EXERCISE:
Transcribe all of the records precisely as they are presented.

RAW DATA:
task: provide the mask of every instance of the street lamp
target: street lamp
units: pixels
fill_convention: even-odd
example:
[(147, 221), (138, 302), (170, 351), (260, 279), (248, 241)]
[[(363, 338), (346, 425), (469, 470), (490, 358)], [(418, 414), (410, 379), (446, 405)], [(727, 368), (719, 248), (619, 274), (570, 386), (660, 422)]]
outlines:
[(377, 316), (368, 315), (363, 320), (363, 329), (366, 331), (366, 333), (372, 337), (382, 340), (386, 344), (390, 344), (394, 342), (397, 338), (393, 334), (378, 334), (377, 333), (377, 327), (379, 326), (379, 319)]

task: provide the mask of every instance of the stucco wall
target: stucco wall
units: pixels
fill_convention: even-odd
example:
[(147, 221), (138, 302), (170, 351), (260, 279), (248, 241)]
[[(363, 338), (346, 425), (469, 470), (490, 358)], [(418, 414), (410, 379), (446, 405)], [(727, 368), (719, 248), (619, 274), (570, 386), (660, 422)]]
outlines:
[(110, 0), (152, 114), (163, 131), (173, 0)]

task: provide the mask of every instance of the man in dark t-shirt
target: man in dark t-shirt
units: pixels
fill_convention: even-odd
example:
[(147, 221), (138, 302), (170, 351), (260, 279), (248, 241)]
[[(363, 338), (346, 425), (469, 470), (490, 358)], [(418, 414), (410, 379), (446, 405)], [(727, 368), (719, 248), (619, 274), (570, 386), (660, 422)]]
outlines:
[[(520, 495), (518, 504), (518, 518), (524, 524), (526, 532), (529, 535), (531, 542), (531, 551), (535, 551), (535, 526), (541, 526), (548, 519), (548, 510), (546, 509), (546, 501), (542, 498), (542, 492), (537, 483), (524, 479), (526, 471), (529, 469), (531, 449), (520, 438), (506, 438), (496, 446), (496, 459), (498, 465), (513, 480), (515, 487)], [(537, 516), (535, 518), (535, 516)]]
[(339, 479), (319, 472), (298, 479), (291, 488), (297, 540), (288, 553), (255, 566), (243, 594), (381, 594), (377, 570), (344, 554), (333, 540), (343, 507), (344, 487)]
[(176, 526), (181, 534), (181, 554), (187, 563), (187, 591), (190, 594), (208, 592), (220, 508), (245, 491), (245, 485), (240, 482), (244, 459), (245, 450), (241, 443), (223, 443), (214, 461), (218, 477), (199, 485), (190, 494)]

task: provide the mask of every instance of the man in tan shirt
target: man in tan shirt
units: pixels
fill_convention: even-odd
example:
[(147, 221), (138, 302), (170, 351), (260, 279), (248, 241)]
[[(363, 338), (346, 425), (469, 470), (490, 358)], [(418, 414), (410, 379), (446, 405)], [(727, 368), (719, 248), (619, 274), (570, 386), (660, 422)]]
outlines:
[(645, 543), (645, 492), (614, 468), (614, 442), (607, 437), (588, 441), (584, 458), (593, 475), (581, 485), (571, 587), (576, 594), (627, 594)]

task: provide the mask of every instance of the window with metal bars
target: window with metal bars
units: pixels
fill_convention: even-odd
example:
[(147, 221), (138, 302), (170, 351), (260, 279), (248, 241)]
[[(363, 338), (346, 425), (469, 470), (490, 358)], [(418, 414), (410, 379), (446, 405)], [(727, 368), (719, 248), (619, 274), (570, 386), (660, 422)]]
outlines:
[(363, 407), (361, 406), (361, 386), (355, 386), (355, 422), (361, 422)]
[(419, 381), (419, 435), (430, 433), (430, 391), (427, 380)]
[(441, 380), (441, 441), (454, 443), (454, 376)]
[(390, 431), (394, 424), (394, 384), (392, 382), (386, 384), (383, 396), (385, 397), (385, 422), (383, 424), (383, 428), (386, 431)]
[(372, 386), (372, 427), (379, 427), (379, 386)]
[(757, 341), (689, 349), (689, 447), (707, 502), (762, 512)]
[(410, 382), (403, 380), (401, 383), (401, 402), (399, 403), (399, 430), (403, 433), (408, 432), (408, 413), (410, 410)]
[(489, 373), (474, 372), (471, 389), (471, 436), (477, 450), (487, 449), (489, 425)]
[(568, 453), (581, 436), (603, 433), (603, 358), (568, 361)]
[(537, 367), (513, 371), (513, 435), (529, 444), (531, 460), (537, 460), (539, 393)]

THE COMPLETED TASK:
task: provide the mask of every instance of the street lamp
target: street lamp
units: pixels
fill_convention: even-odd
example:
[(147, 221), (138, 302), (170, 351), (260, 279), (248, 241)]
[[(363, 338), (346, 425), (469, 470), (490, 358)], [(418, 414), (410, 379), (446, 405)], [(727, 368), (719, 248), (619, 274), (570, 386), (660, 422)]]
outlines:
[(377, 316), (368, 315), (363, 320), (363, 329), (366, 331), (366, 333), (372, 337), (382, 340), (386, 344), (390, 344), (394, 342), (397, 338), (393, 334), (378, 334), (377, 333), (377, 327), (379, 326), (379, 319)]

task: provide the mask of every instance of the stucco wall
target: stucco wall
units: pixels
fill_convention: even-odd
example:
[(147, 221), (138, 302), (170, 351), (260, 279), (248, 241)]
[[(363, 338), (346, 425), (469, 470), (490, 358)], [(418, 414), (410, 379), (446, 405)], [(727, 368), (719, 248), (619, 274), (570, 386), (660, 422)]]
outlines:
[(110, 0), (152, 114), (163, 131), (173, 0)]

task: provide the mask of every instance of the man in dark t-shirt
target: man in dark t-shirt
units: pixels
fill_convention: even-odd
example:
[(147, 221), (138, 302), (170, 351), (260, 279), (248, 241)]
[[(363, 338), (346, 425), (469, 470), (490, 358)], [(418, 414), (410, 379), (446, 405)], [(727, 368), (719, 248), (619, 274), (570, 386), (660, 422)]]
outlines:
[[(520, 495), (518, 504), (518, 518), (524, 524), (526, 532), (529, 535), (531, 542), (531, 551), (535, 551), (535, 526), (541, 526), (548, 519), (548, 510), (546, 509), (546, 501), (542, 498), (542, 492), (537, 483), (524, 479), (526, 471), (529, 469), (531, 449), (520, 438), (506, 438), (496, 446), (496, 459), (498, 465), (513, 480), (515, 487)], [(537, 516), (535, 518), (535, 516)]]
[(339, 479), (319, 472), (298, 479), (291, 488), (297, 540), (288, 553), (255, 566), (243, 594), (381, 594), (377, 570), (344, 554), (333, 540), (343, 507), (344, 487)]
[(176, 526), (181, 534), (181, 554), (187, 563), (187, 591), (190, 594), (208, 592), (220, 508), (245, 491), (245, 485), (240, 482), (244, 459), (245, 450), (241, 443), (223, 443), (214, 461), (218, 477), (199, 485), (190, 494)]

task: provide the mask of every instance of the man in tan shirt
target: man in tan shirt
units: pixels
fill_convention: even-odd
example:
[(147, 221), (138, 302), (170, 351), (260, 279), (248, 241)]
[[(363, 338), (346, 425), (469, 470), (490, 358)], [(418, 414), (410, 379), (446, 405)], [(727, 368), (719, 248), (619, 274), (570, 386), (660, 422)]]
outlines:
[(645, 543), (645, 492), (614, 468), (614, 442), (607, 437), (588, 441), (584, 458), (593, 475), (581, 485), (571, 587), (576, 594), (627, 594)]

task: provide the mask of every instance of the window with metal bars
target: window with metal bars
units: pixels
fill_convention: even-odd
example:
[(147, 221), (138, 302), (170, 351), (260, 279), (248, 241)]
[[(363, 338), (346, 425), (469, 470), (490, 358)], [(418, 414), (410, 379), (446, 405)], [(727, 368), (719, 248), (619, 274), (570, 386), (660, 422)]]
outlines:
[(363, 407), (361, 406), (361, 386), (355, 386), (355, 422), (361, 422)]
[(419, 381), (419, 435), (430, 433), (430, 391), (427, 380)]
[(441, 380), (441, 441), (454, 443), (454, 376)]
[(390, 431), (394, 424), (394, 384), (392, 382), (386, 384), (383, 396), (385, 397), (385, 422), (383, 424), (383, 428), (386, 431)]
[(372, 386), (372, 427), (379, 427), (379, 386)]
[(757, 341), (689, 349), (689, 447), (707, 502), (762, 512)]
[(410, 382), (403, 380), (401, 383), (401, 402), (399, 403), (399, 430), (403, 433), (408, 432), (408, 413), (410, 410)]
[(489, 373), (474, 372), (471, 389), (471, 436), (477, 450), (487, 449), (489, 425)]
[(568, 453), (581, 436), (603, 433), (603, 358), (568, 361)]
[(537, 367), (513, 371), (513, 435), (529, 444), (531, 460), (537, 460), (539, 393)]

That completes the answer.